• [Text block]:

====

In rail road freight cars in North America, the weight of the car body is borne along the tracks by rail road car trucks. The load path by which the vertical load of the car body is passed into the truck is through the body center plate. The body center plate is mounted to the rail road car body, and a mating center plate bowl is defined on the truck bolster.
The center plate bowl has the shape, in general, of a bowl. The periphery of the bowl is defined by a centrally positioned circular steel ring that stands upwardly from the upper flange of the truck bolster. It forms a cup, or hollow, inside and is sometimes provided with a liner, which may be made of a high density polymer.
The body center plate has the form of a large, downwardly protruding circular boss that seats in the bowl, on top of the liner if a liner is provided. The weight of the car is passed through the body center plate boss and into the top flange of the truck bolster. The nested relationship of the body center plate boss and the peripheral steel ring of the center plate bowl is such that the truck bolster, and hence the truck more generally, can pivot about the vertical axis of the center plate boss, thus allowing the rail car to pass over curved track.
Both the body center plate and the center plate bowl have circular central apertures that align and admit a king pin. The king pin seats in the center of the truck bolster, and the boss is located on the pin, the king pin acting as a pivot pin, or hinge pin, about whose axis the pivoting motion of the truck bolster occurs relative to the car body. In some instances, although the pin is free to rotate about its vertical axis, the pin is locked in place vertically, such that if the rail car derails, the truck may be prevented from escaping from the rail car body.
Using FIG. 1b as a guide and recognizing that FIG. 1b is not prior art, but rather an illustration provided by the present inventor for the purpose of explaining nomenclature, rail road freight cars A20 most typically have either a straight-through center sill running the full length of the car from end to end, (as may be typical in a flat car, a spine car, or a center beam car, for example) or stub center sills at either end of the car (as in gondola cars or flow-through cars such as hopper cars, pellet cars, grain cars, and so on). In each case the center sill A22 has a top flange A24 and a pair of parallel, spaced apart, downwardly extending webs A26, A28, and may have a bottom flange A30, such that a boxed hollow section is formed. In a relatively common style of center sill, a pair of Z-sections were welded together to form a hat section, with the top of the hat forming the top flange of the center sill, and the lower legs of the Z-sections forming a pair of bottom flanges on the opposed vertical webs of the center sill. Draft pockets are defined at the ends of the center sill. Draft gear and couplers are mounted in the draft pockets. Most typically, the height of the center sill tends very strongly to be a function of the allowable height of the center of the coupler, that maximum height being 34½ inches above top of rail (TOR). Since the end portions of the center sills are made to fit standard AAR coupler sizes, the center sill width between the downwardly extending flanges is generally 12⅞″ (+⅛″/−0″). The depth of the center sill is similarly generally such as to admit a coupler having a height above the coupler center line of 6{fraction (11/32)}(+/−) inches and a height below the coupler centerline of about 6⅛(+/−) inches to the outer face of the bottom flanges where the bottom flange cover plate of the draft pocket is bolted in place to retain the draft gear. Illustrations of these elements are shown at pages 652 and 653 of the 1997 Car & Locomotive Cyclopedia.

====

• [Given problem 1]:
Decide whether each statement agrees with the rail car center plate text. For each, answer yes or no and quote the words of the text that decide it.
(a) The liner in the center plate bowl may be made of a high density polymer.
(b) The king pin can never be locked in place vertically.
(c) The maximum height of the coupler center is 34½ inches above top of rail.
• [Given problem 2]:
Write the next part of the text on rail car center plates and center sills, starting after its final sentence.

• [Collected data]:
====

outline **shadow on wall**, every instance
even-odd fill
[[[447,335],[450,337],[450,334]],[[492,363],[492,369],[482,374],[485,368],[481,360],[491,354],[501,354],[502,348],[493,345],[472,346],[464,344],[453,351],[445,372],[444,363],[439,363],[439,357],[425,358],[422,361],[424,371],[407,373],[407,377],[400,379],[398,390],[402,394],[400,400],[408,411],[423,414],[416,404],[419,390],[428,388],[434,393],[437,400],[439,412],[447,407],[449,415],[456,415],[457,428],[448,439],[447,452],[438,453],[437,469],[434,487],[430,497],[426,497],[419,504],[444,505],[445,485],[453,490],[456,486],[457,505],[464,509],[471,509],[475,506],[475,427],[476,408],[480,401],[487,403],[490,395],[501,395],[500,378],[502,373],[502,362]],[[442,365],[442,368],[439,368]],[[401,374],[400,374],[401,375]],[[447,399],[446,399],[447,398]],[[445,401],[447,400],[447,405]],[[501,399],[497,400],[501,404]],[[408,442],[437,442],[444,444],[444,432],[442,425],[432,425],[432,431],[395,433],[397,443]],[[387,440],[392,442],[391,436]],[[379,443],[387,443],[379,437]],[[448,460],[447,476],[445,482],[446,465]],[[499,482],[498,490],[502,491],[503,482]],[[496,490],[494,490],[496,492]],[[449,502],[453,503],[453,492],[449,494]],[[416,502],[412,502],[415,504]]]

====

• [Exercise output 1]:
(a) Yes: "which may be made of a high density polymer"
(b) No: "In some instances, although the pin is free to rotate about its vertical axis, the pin is locked in place vertically"
(c) Yes: "that maximum height being 34½ inches above top of rail (TOR)"

• [Exercise output 2]:
The central circular boss A36 of the body center plate A32 is usually mounted to the center sill of a rail road car at the longitudinal station of the body bolster. The body bolster, sometimes referred to as the main bolster A34, is the main laterally extending structural member of the underframe of the railroad car. Body bolsters carry vertical loads from the side sills into the center sill. Most typically, the main bolster intersects the center sill at the longitudinal station of the truck center, such that the main vertical load is passed into the center sill directly above the point of vertical reaction, namely the center plate bowl A38 on the truck bolster A40. The main bolster typically has the form of an irregularly shaped hollow cantilever beam of generally deep section at the center sill, and shallower section at the side sills. The main bolster typically has a top flange A42 that is coincident with the deck (in a flat car) or shear plate (in a grain, hopper, or pellet car), and a kinked bottom flange A44 that has a relatively deep laterally inboard portion, to which a side bearing is mounted, and a shallow outboard portion, the diminution of section being intended to clear the sideframes of the truck A46. The respective bottom flanges A44 of the left and right hand arms of the main bolster A34 most typically abut the outboard edge of the bottom flange of the center sill, such that compressive loads in the bottom flange of the main bolster are passed into the bottom flange of the center sill. A pair of spaced apart, parallel vertical webs extend between the top and bottom flanges of the main bolster, and carry vertical shear from the side sills and deck into the center sill. These webs are spaced 12 inches apart.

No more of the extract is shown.